> _Selected excerpt_
# Aguilar's Home Theater System



## Jeff Aguilar (Apr 11, 2006)

Over the past few years, the Aguilar's have changed where they live and what they enjoy thier movies on. 

In our old house, we had our home theater in the family room. That room opened up into the kitchen, so there was back wall. We (I) always wanted to have a dedicated room for the Home Theater. There was some aspects of a dedicated room I really was looking forward too and with a dedicated room, we gave up a part of our system.

Here is a picture of what we had a couple of years ago.

 

What was really good about this setup...

1. The Martin Logan Speakers

We invested in the Martin Logan speakers purely for the playback sound of music. We paired our ML with 100 watt tube mono blocks.

2. Tube gear - We sold all of our tube gear when we sold the house.

The short comings of our system...

1. Small TV - RPTV: We did not have a room that was right for having a projector without spending a lot of money. We could not really control the light enough to have a projector

2. No back wall 

3. The center channel - Even though the center was a ML, it was placed on a shelf in a cubby hole. That did not match well with ML.

> _Supplied material_
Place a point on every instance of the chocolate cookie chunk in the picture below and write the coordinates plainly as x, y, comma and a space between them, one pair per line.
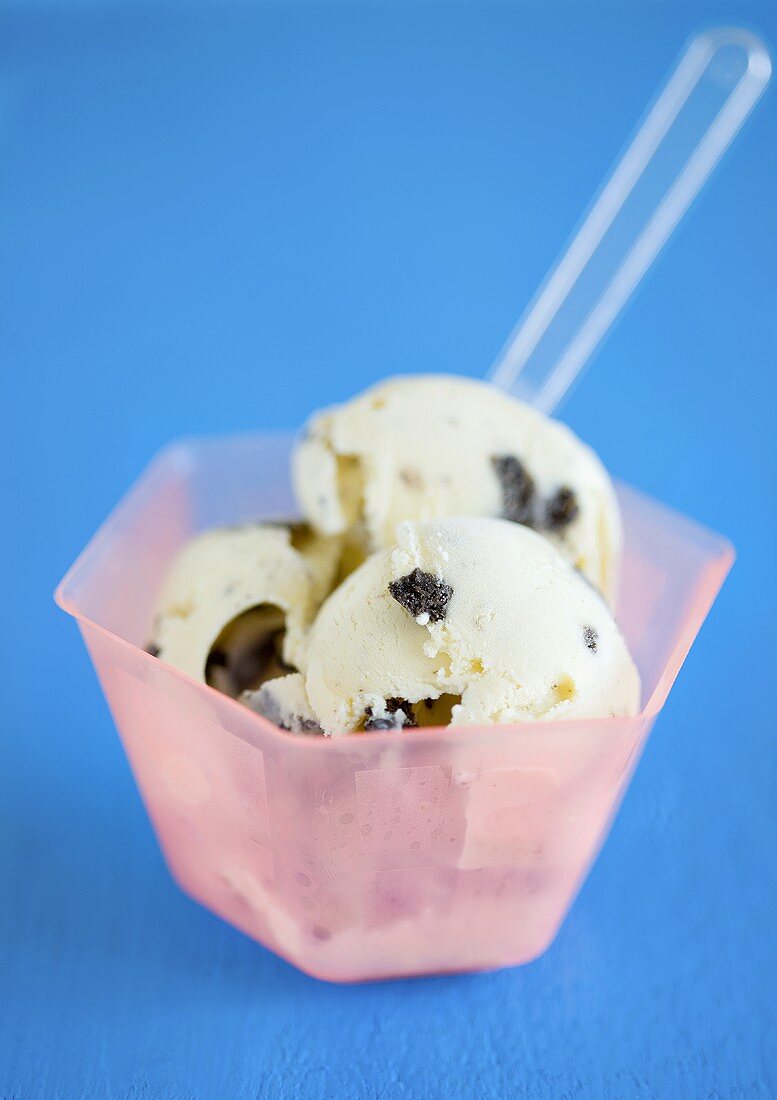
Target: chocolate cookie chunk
423, 594
560, 509
401, 716
517, 488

> _Instructions to follow_
Write out the home theater post word for word, everything from "In our old house, we" down to "of years ago.".

> _Full response_
In our old house, we had our home theater in the family room. That room opened up into the kitchen, so there was back wall. We (I) always wanted to have a dedicated room for the Home Theater. There was some aspects of a dedicated room I really was looking forward too and with a dedicated room, we gave up a part of our system.

Here is a picture of what we had a couple of years ago.